Exercise requirements>
[A] List the stages of the chain of events that followed the social media reaction, as given in the Ancestry article.
[B] In the Ancestry article, condense the paragraph beginning "I’m not here to debate the controversy" into one sentence that keeps its main facts.
[C] Please say whether each statement agrees with the Ancestry article, answering yes or no and quoting the deciding words: (i) Ancestry made the campaign together with the ad agency Anomaly. (ii) The video showed a relationship set in the 1900s. (iii) The ads stayed up after the brand apologized.

[Extract to read]

The DNA analysis service Ancestry was top of mind for many of in the US late last week, earning a top trending spot on Twitter and headlines galore—but all for the wrong reasons.
The brand’s new campaign, created in partnership with ad agency Anomaly, featured a video that depicted a fictional relationship between a white man and a black woman in the 1800s.
"Abigail," he says, producing a ring. "We can escape to the north."
It cuts off and the new Ancestry slogan appears: "Without you, the story stops here."
Social media erupted. People took issue with the brand’s attempt to romanticise a painful time in American history.
And so the generic and predictable chain of events ensued: anger, brand apology, ads erased.
I’m not here to debate the controversy. A 28-year-old white male from one of the least diverse parts of England with little knowledge of America's slavery is not the right person to wade in on the Confederacy and black lives. Ever.
I’m here to argue how this chain of events underscores a deep-rooted lack of transparency and a cry for diversity brands can no longer afford to be associated with.

[/Extract to read]
[Records]

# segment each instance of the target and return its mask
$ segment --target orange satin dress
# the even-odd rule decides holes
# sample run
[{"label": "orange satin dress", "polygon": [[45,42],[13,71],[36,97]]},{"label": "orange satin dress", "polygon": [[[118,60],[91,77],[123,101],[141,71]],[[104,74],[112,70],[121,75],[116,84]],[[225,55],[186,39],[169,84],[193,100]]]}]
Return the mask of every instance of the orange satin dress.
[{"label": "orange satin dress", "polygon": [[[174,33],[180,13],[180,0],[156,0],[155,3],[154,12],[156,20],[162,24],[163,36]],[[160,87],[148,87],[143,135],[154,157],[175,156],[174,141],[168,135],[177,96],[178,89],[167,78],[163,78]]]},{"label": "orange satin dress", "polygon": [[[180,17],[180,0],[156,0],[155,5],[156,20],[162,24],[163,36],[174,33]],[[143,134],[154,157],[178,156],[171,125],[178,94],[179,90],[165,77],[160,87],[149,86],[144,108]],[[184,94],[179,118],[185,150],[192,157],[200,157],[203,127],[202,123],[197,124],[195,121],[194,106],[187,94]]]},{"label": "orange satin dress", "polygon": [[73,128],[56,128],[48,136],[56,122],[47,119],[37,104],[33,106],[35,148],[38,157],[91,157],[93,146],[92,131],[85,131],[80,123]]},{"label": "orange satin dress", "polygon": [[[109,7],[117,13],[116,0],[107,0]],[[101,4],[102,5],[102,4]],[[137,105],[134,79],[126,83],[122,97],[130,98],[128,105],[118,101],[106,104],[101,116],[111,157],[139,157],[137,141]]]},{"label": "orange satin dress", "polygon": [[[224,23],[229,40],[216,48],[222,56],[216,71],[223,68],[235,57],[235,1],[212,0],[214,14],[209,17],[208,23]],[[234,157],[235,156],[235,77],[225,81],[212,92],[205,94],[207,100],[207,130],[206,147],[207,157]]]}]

[/Records]

Solutions to the tasks>
[A]
1. Anger
2. Brand apology
3. Ads erased

[B] The author declines to debate the controversy because, as a 28-year-old white male from one of England's least diverse areas with little knowledge of America's slavery, he is not the right person to comment on the Confederacy and black lives.

[C]
(i) Yes: "created in partnership with ad agency Anomaly"
(ii) No: "a fictional relationship between a white man and a black woman in the 1800s"
(iii) No: "anger, brand apology, ads erased"